**Set task**. Everything from the line with "Locate every instance of the grass strip" through the last line of the records below should be copied exactly, both ends included.

Excerpts from point annotation data
***

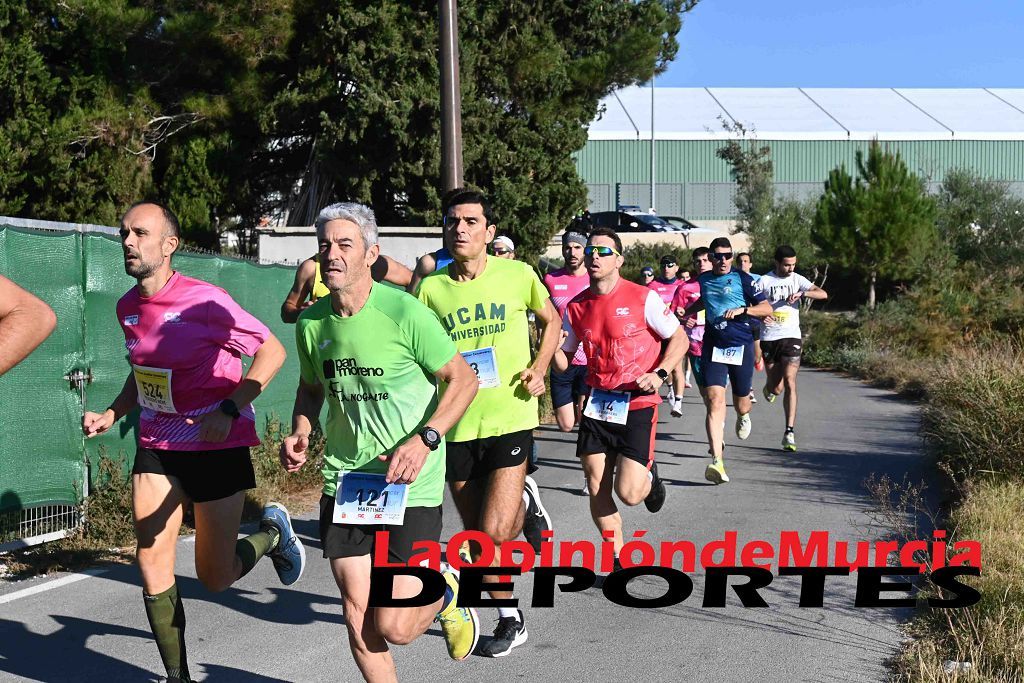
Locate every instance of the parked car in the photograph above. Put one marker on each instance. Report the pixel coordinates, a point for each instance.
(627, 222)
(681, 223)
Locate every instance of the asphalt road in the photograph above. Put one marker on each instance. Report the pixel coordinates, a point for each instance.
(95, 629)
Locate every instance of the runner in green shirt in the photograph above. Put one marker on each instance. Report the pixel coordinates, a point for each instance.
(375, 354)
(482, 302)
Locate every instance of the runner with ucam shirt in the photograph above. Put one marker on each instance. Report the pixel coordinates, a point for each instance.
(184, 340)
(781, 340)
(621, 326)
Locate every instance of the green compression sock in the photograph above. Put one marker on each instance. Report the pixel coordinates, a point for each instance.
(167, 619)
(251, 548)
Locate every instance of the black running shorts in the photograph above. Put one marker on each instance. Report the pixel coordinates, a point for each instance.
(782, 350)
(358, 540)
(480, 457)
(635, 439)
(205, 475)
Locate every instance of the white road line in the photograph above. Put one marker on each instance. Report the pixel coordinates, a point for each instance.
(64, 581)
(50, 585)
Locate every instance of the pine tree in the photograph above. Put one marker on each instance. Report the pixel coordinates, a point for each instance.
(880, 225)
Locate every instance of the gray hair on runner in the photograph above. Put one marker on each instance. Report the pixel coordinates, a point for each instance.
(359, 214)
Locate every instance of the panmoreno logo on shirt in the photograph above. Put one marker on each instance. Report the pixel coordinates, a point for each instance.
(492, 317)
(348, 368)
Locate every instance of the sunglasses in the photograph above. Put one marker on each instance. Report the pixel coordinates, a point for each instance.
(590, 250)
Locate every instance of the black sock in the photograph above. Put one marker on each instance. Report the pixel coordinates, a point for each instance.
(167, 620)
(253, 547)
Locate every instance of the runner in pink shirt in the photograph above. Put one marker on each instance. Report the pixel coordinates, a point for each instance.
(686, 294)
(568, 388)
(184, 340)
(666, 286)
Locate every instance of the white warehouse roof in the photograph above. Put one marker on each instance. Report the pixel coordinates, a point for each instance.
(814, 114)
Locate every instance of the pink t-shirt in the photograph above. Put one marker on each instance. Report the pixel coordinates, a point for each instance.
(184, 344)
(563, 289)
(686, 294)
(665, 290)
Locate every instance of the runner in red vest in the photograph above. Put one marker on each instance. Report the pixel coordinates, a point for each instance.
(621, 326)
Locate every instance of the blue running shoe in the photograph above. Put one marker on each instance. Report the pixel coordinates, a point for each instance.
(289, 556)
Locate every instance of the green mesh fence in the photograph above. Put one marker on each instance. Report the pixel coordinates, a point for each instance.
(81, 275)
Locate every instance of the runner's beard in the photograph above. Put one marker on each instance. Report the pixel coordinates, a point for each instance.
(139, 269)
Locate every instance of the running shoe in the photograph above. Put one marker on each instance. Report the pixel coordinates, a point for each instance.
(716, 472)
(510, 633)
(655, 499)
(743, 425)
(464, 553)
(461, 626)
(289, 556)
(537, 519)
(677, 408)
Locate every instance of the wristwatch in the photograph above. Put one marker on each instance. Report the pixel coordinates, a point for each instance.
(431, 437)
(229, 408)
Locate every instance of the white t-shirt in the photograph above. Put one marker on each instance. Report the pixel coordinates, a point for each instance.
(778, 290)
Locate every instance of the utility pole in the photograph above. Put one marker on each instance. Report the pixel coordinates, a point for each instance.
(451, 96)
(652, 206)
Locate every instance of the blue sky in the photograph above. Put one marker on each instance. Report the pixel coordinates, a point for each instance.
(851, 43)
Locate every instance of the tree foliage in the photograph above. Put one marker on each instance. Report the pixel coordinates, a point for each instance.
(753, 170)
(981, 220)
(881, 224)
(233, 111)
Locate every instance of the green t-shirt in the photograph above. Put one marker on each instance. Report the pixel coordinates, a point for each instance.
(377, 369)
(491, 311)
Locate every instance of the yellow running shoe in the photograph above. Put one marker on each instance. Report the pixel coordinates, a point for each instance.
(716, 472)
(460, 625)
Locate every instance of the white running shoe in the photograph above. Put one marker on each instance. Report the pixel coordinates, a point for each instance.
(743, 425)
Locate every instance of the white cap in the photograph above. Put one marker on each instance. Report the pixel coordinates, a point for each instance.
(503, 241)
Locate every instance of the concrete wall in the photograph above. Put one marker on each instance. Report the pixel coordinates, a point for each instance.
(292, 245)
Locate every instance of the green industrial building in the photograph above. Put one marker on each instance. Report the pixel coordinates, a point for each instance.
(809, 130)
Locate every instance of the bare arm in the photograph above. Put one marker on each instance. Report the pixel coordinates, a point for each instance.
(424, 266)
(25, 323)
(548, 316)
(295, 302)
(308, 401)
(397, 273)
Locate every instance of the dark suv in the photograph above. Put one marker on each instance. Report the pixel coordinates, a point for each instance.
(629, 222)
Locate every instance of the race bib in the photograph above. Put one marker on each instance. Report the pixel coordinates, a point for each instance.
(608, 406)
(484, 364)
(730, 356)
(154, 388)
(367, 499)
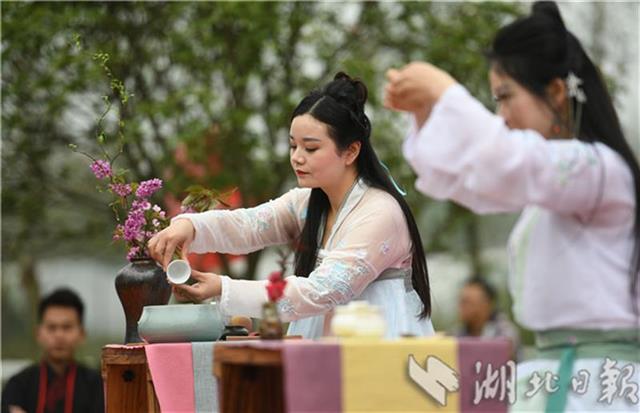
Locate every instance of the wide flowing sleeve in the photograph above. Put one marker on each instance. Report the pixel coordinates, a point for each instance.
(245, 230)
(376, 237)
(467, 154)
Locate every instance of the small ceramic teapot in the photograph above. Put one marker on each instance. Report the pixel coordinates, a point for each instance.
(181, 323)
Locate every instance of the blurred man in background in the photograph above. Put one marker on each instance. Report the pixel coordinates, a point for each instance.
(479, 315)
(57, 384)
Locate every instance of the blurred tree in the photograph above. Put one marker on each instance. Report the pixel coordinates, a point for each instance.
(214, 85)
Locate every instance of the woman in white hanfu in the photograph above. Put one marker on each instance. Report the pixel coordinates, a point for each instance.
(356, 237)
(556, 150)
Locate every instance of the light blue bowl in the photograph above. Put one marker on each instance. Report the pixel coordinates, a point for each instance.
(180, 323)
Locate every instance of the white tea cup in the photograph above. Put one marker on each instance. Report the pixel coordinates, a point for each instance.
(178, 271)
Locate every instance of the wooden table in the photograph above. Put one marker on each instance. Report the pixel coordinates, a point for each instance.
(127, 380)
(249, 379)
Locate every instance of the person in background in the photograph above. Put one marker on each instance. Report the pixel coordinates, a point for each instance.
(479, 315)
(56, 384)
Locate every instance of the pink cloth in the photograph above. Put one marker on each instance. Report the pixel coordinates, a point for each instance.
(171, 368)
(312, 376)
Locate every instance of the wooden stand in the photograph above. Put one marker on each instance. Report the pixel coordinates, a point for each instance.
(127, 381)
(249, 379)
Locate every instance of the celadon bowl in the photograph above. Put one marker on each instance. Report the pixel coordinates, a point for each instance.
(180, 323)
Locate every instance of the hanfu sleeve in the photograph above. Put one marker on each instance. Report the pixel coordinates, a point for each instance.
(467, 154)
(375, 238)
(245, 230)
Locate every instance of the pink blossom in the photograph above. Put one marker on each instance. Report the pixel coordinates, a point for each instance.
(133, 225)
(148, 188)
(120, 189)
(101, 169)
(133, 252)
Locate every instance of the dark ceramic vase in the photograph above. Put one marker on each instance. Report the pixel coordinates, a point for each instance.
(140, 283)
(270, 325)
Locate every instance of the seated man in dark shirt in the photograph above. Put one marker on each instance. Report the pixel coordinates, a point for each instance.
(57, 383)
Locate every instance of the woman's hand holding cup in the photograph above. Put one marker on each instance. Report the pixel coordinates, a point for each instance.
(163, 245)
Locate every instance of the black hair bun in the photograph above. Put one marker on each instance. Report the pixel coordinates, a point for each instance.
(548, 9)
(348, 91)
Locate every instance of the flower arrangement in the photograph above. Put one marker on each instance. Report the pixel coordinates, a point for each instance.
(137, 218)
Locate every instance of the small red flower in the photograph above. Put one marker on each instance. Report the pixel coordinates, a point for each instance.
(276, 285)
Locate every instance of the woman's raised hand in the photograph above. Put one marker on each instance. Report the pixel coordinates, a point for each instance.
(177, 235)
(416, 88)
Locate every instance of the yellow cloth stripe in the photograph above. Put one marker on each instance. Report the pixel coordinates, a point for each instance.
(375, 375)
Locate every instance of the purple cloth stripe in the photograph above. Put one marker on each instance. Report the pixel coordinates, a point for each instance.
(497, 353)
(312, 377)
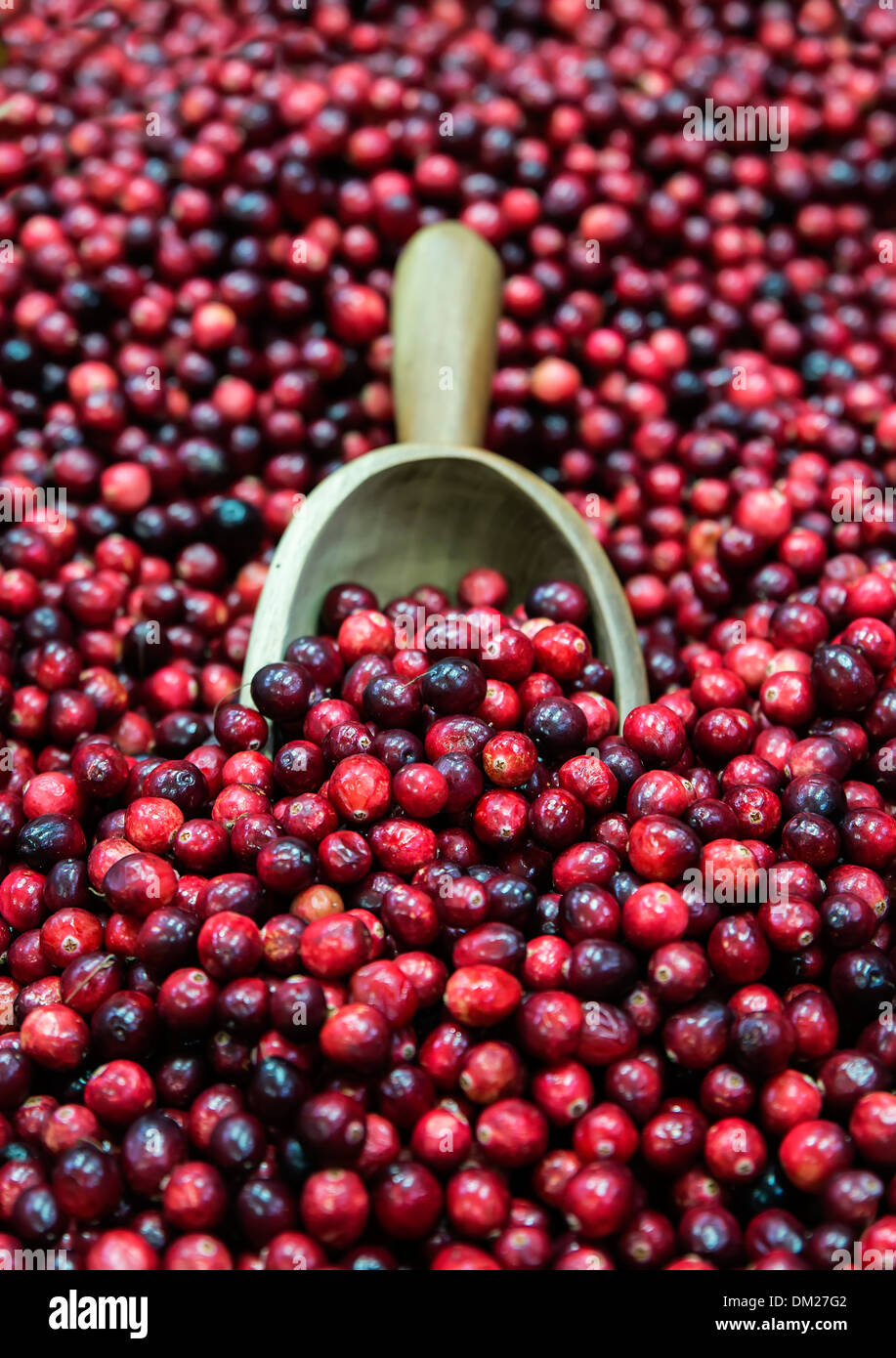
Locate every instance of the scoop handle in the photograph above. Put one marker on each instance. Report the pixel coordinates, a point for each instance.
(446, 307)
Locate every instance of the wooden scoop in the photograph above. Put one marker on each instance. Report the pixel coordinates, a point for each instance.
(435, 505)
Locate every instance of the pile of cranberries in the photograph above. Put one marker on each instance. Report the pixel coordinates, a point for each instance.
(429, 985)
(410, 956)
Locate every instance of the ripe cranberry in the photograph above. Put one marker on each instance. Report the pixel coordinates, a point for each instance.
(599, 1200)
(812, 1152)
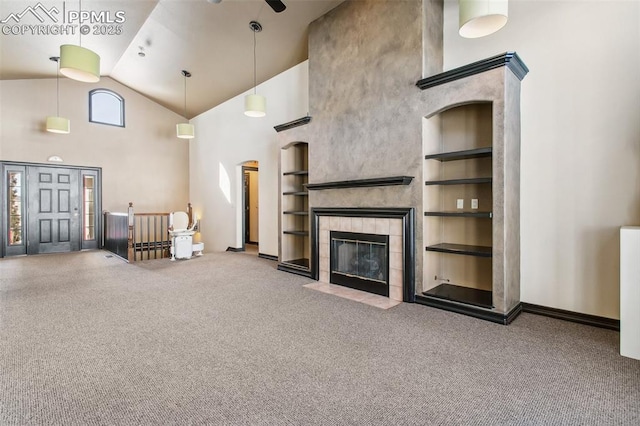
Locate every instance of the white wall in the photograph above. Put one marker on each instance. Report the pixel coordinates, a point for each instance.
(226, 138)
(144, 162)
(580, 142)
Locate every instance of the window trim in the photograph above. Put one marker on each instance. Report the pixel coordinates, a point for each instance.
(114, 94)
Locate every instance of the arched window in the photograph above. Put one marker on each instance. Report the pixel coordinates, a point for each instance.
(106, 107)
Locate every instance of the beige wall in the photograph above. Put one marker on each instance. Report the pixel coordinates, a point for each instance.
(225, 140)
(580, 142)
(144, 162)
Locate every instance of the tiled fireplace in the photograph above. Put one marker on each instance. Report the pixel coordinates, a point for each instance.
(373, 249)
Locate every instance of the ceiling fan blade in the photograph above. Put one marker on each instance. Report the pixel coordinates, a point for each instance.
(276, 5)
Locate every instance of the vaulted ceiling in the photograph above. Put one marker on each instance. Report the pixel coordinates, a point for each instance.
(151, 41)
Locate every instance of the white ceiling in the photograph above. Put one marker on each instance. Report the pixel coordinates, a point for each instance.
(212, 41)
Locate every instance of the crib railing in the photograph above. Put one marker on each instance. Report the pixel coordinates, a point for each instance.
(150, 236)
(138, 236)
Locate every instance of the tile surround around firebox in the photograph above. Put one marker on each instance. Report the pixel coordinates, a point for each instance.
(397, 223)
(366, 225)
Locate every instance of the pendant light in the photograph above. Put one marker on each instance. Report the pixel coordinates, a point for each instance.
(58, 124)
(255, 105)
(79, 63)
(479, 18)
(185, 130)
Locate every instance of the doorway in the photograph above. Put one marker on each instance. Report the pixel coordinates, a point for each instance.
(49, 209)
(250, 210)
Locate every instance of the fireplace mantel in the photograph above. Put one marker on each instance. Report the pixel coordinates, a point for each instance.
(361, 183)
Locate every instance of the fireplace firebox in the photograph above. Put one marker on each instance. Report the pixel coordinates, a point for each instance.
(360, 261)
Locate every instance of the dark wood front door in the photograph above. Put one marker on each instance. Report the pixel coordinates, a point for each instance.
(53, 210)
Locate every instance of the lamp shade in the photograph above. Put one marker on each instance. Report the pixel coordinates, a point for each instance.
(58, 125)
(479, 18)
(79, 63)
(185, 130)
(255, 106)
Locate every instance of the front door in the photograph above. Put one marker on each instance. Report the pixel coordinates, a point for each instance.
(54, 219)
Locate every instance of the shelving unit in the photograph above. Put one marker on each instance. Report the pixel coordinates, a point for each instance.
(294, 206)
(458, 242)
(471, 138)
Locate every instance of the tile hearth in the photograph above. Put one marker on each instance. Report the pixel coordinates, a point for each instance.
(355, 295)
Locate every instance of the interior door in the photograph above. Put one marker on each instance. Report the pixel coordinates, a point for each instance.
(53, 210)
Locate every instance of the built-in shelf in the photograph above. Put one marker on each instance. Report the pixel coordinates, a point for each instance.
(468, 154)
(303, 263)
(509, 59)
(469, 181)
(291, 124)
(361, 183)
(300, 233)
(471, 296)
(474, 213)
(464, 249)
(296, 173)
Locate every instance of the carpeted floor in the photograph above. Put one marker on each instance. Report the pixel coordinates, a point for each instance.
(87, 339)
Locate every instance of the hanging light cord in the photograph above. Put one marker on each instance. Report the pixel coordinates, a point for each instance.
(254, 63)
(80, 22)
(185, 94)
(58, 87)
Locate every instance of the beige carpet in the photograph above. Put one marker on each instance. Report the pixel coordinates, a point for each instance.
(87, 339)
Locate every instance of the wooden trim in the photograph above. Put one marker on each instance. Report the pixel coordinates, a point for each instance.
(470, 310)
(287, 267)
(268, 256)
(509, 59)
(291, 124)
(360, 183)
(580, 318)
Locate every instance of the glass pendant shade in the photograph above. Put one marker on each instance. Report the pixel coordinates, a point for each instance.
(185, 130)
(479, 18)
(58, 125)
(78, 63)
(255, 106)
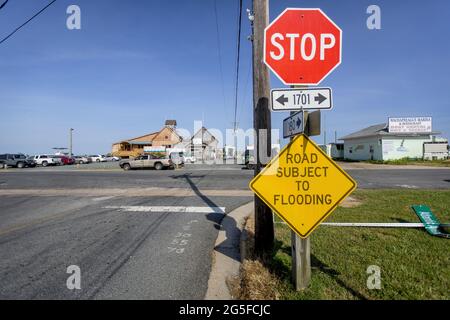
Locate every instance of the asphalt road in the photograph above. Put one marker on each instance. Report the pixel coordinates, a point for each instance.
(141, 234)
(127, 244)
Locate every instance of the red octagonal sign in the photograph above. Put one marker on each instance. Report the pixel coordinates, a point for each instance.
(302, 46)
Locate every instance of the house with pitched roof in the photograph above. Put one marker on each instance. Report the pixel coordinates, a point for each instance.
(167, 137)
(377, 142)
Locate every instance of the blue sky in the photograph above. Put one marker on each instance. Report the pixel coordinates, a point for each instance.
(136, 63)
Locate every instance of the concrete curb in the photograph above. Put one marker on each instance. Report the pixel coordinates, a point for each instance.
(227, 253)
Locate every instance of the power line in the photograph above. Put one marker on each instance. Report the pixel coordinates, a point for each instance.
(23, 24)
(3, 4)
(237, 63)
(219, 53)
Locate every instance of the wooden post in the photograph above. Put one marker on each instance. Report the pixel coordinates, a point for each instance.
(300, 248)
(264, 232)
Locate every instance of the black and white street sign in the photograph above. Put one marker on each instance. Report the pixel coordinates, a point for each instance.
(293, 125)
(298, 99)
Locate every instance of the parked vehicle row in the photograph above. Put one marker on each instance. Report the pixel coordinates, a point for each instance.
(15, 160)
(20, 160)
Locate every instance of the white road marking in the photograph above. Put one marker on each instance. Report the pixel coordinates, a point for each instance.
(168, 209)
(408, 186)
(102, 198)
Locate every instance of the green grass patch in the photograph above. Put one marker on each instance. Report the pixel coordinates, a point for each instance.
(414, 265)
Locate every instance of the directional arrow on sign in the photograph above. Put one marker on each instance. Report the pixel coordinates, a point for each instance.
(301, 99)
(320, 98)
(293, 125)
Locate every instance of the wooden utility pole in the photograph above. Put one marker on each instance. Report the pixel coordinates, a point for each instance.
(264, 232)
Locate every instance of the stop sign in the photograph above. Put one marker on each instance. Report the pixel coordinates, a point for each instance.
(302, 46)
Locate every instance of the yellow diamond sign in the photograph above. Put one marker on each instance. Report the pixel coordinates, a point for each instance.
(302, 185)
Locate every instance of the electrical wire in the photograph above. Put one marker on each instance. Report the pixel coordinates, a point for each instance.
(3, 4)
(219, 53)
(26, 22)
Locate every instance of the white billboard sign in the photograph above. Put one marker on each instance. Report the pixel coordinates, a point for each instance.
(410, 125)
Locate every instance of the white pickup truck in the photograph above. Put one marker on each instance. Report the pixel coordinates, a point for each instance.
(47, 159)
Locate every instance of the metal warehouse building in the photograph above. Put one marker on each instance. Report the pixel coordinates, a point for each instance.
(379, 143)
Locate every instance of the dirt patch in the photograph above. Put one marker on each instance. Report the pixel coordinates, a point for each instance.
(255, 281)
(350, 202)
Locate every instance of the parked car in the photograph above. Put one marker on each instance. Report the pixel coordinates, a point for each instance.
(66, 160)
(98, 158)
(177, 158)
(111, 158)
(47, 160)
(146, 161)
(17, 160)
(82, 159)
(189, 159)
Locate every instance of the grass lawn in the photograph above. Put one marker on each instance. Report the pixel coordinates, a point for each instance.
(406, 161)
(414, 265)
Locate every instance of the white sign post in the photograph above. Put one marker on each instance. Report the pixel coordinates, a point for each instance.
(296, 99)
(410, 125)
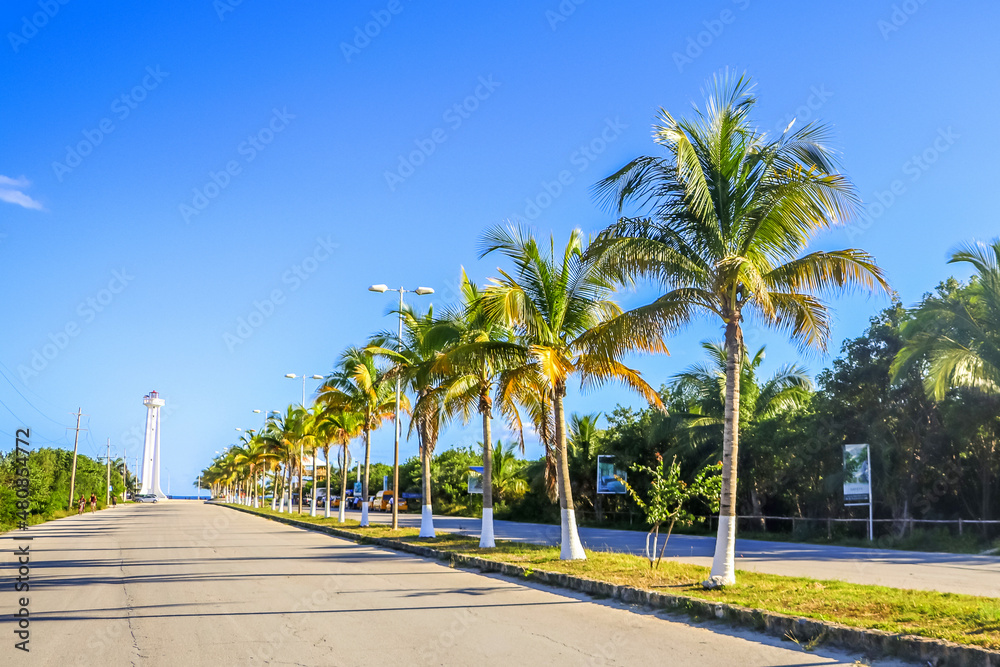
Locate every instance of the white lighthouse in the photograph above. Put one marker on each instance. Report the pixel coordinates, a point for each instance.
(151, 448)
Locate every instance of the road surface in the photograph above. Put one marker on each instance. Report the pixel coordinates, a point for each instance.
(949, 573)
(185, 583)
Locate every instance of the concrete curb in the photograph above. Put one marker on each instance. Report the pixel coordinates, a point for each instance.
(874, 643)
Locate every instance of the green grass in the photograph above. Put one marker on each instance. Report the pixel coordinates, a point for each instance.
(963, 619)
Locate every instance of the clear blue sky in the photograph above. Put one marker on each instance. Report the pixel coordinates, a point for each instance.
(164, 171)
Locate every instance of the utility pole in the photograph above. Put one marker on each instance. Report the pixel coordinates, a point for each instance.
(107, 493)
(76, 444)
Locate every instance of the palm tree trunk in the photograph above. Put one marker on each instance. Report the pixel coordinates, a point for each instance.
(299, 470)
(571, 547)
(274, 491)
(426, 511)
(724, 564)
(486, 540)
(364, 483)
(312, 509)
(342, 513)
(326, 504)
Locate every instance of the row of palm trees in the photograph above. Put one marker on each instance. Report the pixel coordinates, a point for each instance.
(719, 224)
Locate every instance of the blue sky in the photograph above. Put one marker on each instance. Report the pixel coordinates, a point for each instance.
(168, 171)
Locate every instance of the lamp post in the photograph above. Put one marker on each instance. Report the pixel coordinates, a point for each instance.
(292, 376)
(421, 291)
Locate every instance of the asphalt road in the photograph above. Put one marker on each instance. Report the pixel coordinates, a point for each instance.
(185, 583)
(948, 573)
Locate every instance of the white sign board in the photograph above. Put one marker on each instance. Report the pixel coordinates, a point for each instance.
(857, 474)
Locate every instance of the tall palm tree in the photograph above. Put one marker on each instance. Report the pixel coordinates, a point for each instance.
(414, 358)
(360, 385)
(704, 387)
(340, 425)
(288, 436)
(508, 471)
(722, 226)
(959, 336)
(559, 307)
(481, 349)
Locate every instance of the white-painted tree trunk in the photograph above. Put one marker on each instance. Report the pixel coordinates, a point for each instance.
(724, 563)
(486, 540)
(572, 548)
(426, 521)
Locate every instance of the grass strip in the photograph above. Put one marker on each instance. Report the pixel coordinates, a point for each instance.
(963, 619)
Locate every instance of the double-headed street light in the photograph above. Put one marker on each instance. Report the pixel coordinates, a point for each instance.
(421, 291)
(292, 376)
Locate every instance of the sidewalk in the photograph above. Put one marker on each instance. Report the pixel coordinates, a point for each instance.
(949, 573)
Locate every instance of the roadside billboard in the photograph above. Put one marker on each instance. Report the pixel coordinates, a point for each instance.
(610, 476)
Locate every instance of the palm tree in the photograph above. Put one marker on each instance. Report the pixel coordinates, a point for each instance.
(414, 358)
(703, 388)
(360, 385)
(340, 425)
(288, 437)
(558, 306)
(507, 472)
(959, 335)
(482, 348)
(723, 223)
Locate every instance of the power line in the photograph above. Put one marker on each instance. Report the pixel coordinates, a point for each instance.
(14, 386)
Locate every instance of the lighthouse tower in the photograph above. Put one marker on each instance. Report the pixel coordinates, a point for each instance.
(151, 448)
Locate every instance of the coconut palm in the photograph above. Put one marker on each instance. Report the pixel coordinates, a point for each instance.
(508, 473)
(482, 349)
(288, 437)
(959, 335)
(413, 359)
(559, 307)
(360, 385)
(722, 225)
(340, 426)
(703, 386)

***

**The solution**.
Locate every instance of the grass strip in the photograph above. Put one marker on each instance. Report the pixel coordinates, a point for each instance.
(963, 619)
Locate every instance of the double-headed street light in the photograph above. Put one marker on each instance. Report the pixel coordinates, a point for each instance.
(421, 291)
(292, 376)
Locate every instance of the sidewalk in the photograph above. Put one marker on each instance. Report the pixel coordinates, a point for each instance.
(949, 573)
Locate every instance of the roadside billboard in the photograph above. Put one marker on each instance. Report the pixel coordinates, a point for each instance.
(610, 476)
Locate every instance of the palm tree in the photograph above. Put one marker on each instance. Report the pixel coordinates, a point for each instance.
(414, 358)
(703, 388)
(360, 385)
(340, 425)
(288, 437)
(558, 306)
(507, 472)
(959, 335)
(482, 348)
(723, 223)
Locate every instance of the power line in the photograph above. Put one marker on each instance. Report the pixel coordinates, a point for each instance.
(14, 386)
Locate every instance of the lighthouse tower in the photograph above. Put one marker on each instance. Report the pixel coordinates, a point for each instance.
(151, 448)
Locate every instance of the coconut palm in the photograph above. Put one marker on each instance. Report the pixel coordinates, a point for each instance.
(508, 473)
(482, 349)
(288, 437)
(959, 335)
(413, 359)
(559, 307)
(360, 385)
(722, 225)
(340, 426)
(703, 386)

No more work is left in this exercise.